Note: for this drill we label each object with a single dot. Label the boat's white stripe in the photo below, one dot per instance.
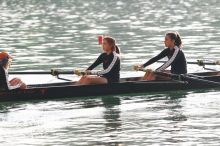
(110, 66)
(169, 62)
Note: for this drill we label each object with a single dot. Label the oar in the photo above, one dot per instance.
(53, 72)
(200, 62)
(182, 77)
(188, 78)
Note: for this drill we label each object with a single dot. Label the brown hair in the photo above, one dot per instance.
(111, 41)
(176, 37)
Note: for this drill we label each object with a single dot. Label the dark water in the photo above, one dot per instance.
(45, 34)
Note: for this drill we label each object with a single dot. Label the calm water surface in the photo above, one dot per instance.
(45, 34)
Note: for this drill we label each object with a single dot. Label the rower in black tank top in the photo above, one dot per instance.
(110, 61)
(176, 59)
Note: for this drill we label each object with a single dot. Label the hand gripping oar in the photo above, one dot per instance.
(55, 72)
(183, 77)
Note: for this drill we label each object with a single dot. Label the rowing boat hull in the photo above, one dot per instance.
(66, 90)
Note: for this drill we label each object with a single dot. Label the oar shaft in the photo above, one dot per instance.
(33, 72)
(198, 62)
(191, 78)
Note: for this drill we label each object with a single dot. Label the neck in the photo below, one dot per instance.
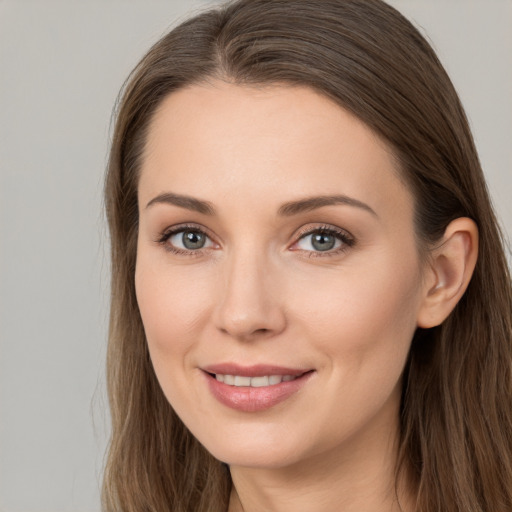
(358, 475)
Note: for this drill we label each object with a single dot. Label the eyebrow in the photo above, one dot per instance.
(190, 203)
(286, 210)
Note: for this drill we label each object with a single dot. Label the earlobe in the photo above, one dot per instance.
(451, 266)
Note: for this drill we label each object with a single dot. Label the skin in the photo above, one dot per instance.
(259, 292)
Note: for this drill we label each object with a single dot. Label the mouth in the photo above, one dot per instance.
(253, 382)
(257, 388)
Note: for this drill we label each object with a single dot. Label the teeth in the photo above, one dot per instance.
(254, 382)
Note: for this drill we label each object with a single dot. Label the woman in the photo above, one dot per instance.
(311, 306)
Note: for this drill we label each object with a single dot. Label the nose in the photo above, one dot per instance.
(251, 303)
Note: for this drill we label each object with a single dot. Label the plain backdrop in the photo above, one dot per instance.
(61, 66)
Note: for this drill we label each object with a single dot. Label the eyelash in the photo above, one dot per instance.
(347, 240)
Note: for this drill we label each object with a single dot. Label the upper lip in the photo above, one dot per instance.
(258, 370)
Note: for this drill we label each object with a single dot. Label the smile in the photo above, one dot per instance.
(256, 388)
(254, 382)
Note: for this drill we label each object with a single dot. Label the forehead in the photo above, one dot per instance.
(271, 143)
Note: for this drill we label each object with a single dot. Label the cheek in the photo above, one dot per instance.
(363, 316)
(173, 304)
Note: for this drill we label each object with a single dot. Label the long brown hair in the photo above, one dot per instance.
(456, 411)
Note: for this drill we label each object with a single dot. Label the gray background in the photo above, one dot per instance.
(61, 65)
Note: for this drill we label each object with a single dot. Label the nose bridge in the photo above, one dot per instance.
(250, 304)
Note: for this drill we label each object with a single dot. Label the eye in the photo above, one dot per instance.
(184, 240)
(189, 240)
(324, 240)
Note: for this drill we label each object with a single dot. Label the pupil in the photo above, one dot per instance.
(193, 240)
(323, 242)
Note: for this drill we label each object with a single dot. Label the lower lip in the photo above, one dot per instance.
(249, 399)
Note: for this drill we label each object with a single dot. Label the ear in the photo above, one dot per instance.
(448, 272)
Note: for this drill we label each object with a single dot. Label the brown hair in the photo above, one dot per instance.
(456, 412)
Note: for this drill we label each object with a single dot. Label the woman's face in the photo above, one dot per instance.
(276, 253)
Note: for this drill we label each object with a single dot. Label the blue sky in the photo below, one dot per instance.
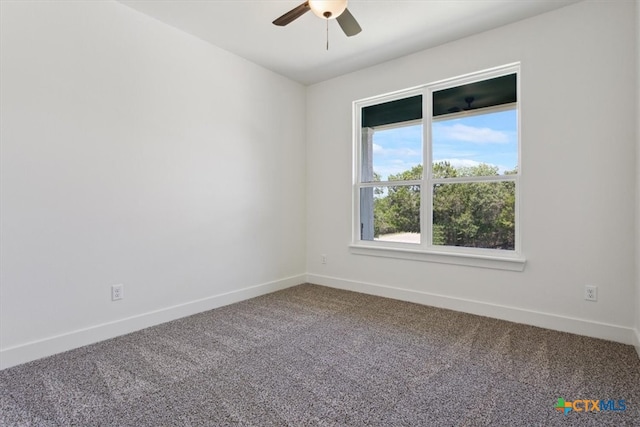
(466, 141)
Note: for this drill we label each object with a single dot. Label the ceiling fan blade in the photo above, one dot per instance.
(292, 15)
(348, 23)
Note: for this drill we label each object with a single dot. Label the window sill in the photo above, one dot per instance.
(509, 262)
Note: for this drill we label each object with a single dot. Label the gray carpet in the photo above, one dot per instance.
(315, 356)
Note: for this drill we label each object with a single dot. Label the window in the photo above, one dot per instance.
(437, 170)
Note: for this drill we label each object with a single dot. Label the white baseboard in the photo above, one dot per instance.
(57, 344)
(556, 322)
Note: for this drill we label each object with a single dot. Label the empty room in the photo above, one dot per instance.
(319, 213)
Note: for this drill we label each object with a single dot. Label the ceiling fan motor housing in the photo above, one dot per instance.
(327, 9)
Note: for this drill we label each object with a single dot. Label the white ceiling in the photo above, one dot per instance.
(390, 29)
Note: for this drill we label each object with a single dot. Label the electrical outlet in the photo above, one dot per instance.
(591, 293)
(117, 292)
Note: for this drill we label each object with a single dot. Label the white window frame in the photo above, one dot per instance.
(425, 250)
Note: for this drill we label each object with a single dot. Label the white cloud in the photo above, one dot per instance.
(460, 132)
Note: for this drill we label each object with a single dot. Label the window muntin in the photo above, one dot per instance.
(466, 199)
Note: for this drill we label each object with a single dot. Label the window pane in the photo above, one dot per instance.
(476, 145)
(479, 215)
(393, 154)
(390, 213)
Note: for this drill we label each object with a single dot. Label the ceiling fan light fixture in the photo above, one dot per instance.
(327, 9)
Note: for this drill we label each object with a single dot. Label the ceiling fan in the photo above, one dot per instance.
(325, 9)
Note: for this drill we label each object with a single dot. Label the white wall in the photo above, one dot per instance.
(134, 153)
(578, 192)
(637, 331)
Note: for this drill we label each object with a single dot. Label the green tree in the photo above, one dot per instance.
(477, 214)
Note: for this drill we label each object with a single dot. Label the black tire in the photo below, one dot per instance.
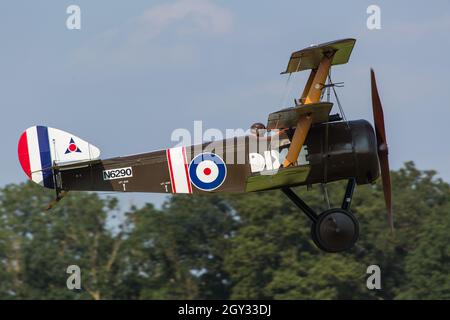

ACTION ITEM:
Return the complete material exactly as given, excluding images.

ANSWER BOX:
Note: for this drill we label each object with a single dot. Label the boat's white stripe in the photo below, one dot per instance.
(110, 66)
(169, 62)
Note: for this drill we label each object with a single dot. Label the oar in the photo above, one dot per instance.
(53, 72)
(200, 62)
(182, 77)
(188, 78)
Note: for this drill we label each object with a single dot. Label the brown hair in the photo above, one dot per instance.
(111, 41)
(176, 37)
Note: for this drill we label each object with a single dot. Label the dark water in the photo above, one dot per instance.
(45, 34)
Note: for this drill we label each object with a single dot. Label the calm water surface in the photo above, one dot per instance.
(45, 34)
Note: for this drill we label each object with a single dot. Label the rower in black tank top in the photo above, one dot per instance.
(110, 61)
(176, 59)
Note: for this drill we label each object with a single dot. Label the hand gripping oar in the photo above, one dot per instance.
(55, 72)
(183, 77)
Note: for this drill we label each object with a single dot. Label the rowing boat hull in the photo above, one dot per instance.
(66, 90)
Note: for this drill we label each object with a single dot. Label the oar shaft in the photo above, one dot per instance.
(33, 72)
(198, 62)
(191, 78)
Note: for this drill we label each object with a single dot. Label the neck in the photo below, one dot per instance.
(358, 475)
Note: for this drill we label each object with a single dot. Label the eyebrow in the photo above, one dot per instance.
(190, 203)
(286, 210)
Note: for this drill we label each object with a single dot. Label the earlobe in the photo above, one dot per instance.
(451, 266)
Note: for this drill we label each object with a single dot. Label the skin in the photo above, one dot per instance.
(259, 292)
Note: for this drill we label each object with a single dot. Label the mouth in the photo above, one dot per instance.
(253, 382)
(257, 388)
Note: for this drill we label each object with a single dot. Label the teeth in the photo above, one dot per instance.
(254, 382)
Note: for this drill we label each object with a single dot. Label the woman in the photo above, one dot per instance.
(311, 306)
Note: for this drill we label each object with a single dot. Label the nose in the photo above, one dot per instance.
(251, 303)
Note: for this drill we label each object with a single dot. Label the plain backdrop in the photo above, one dot per instance.
(61, 66)
Note: for this drill we label each object with a single dot. Label the eyelash in the photo above, one dot per instance.
(347, 240)
Note: for this drill we label each object with a single dot. Label the upper lip in the photo above, one dot per instance.
(258, 370)
Note: for this drill we label each object with a single dot. Label the smile in the photo above, one dot per instance.
(256, 388)
(254, 382)
Note: for this drill we label each object with a single dot. Label the forehead in the photo above, one dot per instance.
(271, 143)
Note: for this drill we label each object with a single dot. Label the cheek in the photo above, one dot per instance.
(363, 316)
(173, 304)
Note: for this drill we label each object with a single dot. Label the long brown hair in the photo above, one dot per instance.
(456, 411)
Note: for this drill we label each object with a single dot. Label the gray background in the photo above, one dot per instance.
(61, 65)
Note: for this drill we label each object with a single dot. Label the nose bridge in the photo above, one dot per instance.
(250, 304)
Note: for this drill we label each object with a single dot. Label the eye in the photo above, one dot per instance.
(184, 240)
(189, 240)
(324, 240)
Note: for this drill we label each object with a single dot. Label the pupil in the photo above, one dot per instance.
(193, 240)
(323, 242)
Note: for this drill we label each object with a single dot. Label the lower lip in the photo above, one dot per instance.
(249, 399)
Note: for this drill we label each object with a single dot. Label the ear in the photo above, one dot per instance.
(448, 272)
Note: for this drill we label each object with a single dot. Label the brown hair in the photo above, one dot per instance.
(456, 412)
Note: for this drill we label each object with a single dot. Label the woman's face in the photo above, one dot per instance.
(276, 253)
Note: for this drill we label each object with a single dot. Label the blue sky in the photo below, one dot per instance.
(466, 141)
Note: for this drill we label each object with a single dot. Label the ceiling fan blade in the photo above, one dot per instance.
(292, 15)
(348, 23)
Note: for this drill we label each object with a single dot. Label the window sill in the photo above, one dot per instance.
(509, 262)
Note: for this drill we label each object with a single dot. Label the gray carpet in the photo above, one dot per instance.
(315, 356)
Note: for this drill we label each object with a single dot. Label the window in the photo above, one dot per instance.
(437, 170)
Note: for this drill we label each object with a single dot. Label the white baseboard in the photo above, one dot per instance.
(57, 344)
(556, 322)
Note: for this drill we label each object with a single dot. Label the empty room in the photo above, one dot per instance.
(319, 213)
Note: for this drill we label each object with a single dot. Label the ceiling fan motor housing in the photo above, one dot per instance.
(327, 9)
Note: for this drill we label each object with a single dot. Label the white ceiling in the photo above, one dot per instance.
(390, 29)
Note: for this drill we label each object with a single dot. Label the electrical outlet in the photo above, one dot per instance.
(591, 293)
(117, 292)
Note: for this drill we label each object with a single dot. Label the white window frame in the photo above, one dot per instance.
(425, 250)
Note: for this drill we label each object with a single dot. Label the white cloud in the photo above, one dot per instance.
(460, 132)
Note: for this drill we label each object with a single dot. Label the window muntin in the photo above, one dot per instance.
(466, 199)
Note: for this drill we label each object with a single dot. Label the window pane in the photo above, one dot per instance.
(476, 145)
(479, 215)
(393, 154)
(390, 213)
Note: for this drill we label each object with a single dot. Label the ceiling fan light fixture in the photo above, one dot per instance.
(327, 9)
Note: for this drill we label each object with a single dot. Label the ceiling fan in the photo above, one dot per instance.
(325, 9)
Note: for this drill we label each object with a single dot. Label the white wall in the photo above, one dot per instance.
(134, 153)
(578, 192)
(637, 331)
Note: for this drill we label each object with a single dot. Label the green tree in the photo above, one dot per instance.
(477, 214)
Note: for this drill we label each object with a single dot. Label the black tire in the photo below, one dot per instance.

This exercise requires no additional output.